PASSAGE TO READ
[start]
# CPU fan grinding



## The-A-Team (Jan 25, 2010)

The fan in the back of my PC case I think its the power supply fan makes really loud grinding noises comparable to a blender on low power when I first turn my computer on. I found that a light tap on the back of the fan would make the noise go away but I have to hit it harder the more this happens. Do I need to get a new fan or is possible to clean it somehow so that the noise will stop?


----------



## WereBo (Apr 5, 2008)

Allo A-Team and welcome to TSF :wave:

Have you checked to ensure that a cable or 'foreign object' isn't catching on the blades?

It is possible to re-oil the motor-bearings, but it's not really a permanent cure. After cleaning all the dust off, carefully peel the label off the central hub, you should see either the metal bearings or a plastic/rubber disc that protects the bearings. Carefully prise the disc out and apply approx 1/2 drip to the bearings and spin the fan with a finger to work the oil down. Replace protective disc and/or sticky label.
[end]
AVAILABLE DATA
[start]
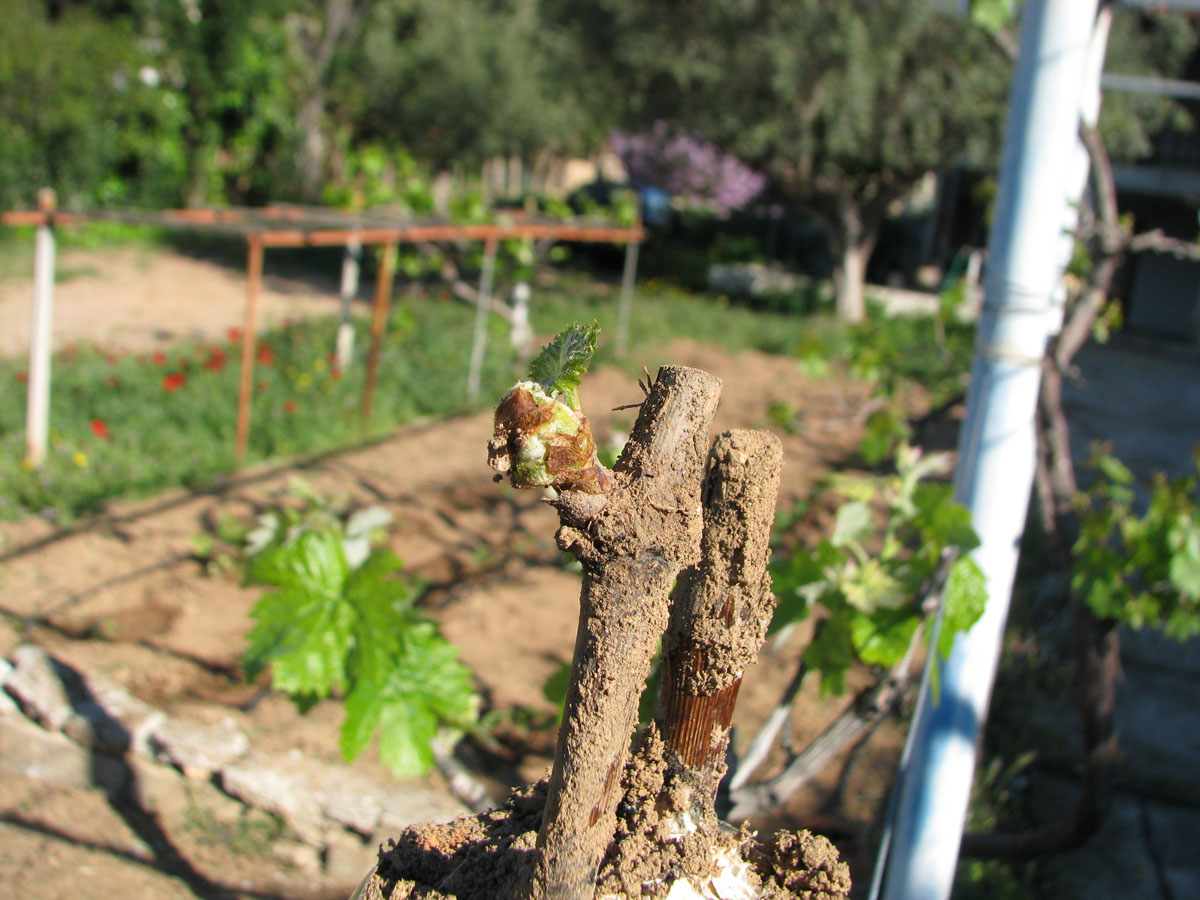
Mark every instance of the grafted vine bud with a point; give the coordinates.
(541, 437)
[end]
TO BE DONE
A) Answer these about the fan-noise thread, one per line:
(i) What does the first poster compare the grinding noise to?
(ii) What makes the noise go away for a while?
(iii) How much oil does WereBo say to apply to the bearings?
B) Please carry the fan-noise thread forward from its final sentence.

PER-TASK ANSWERS
A)
(i) A blender on low power.
(ii) A light tap on the back of the fan.
(iii) Approximately 1/2 drip.

B)
It's not a permanent cure, but it might quieten the fan down until you can get a replacement - Although if it's making a grinding noise, I'd suspect a broken bearing, which is irreparable.


----------



## gcavan (Aug 13, 2009)

When a $10 fan starts making noises it shouldn't and removing any dust/debris doesn't correct it, I replace it. Just not worth fiddling with it. Considering you're speaking of the PS fan, why dismantle it twice?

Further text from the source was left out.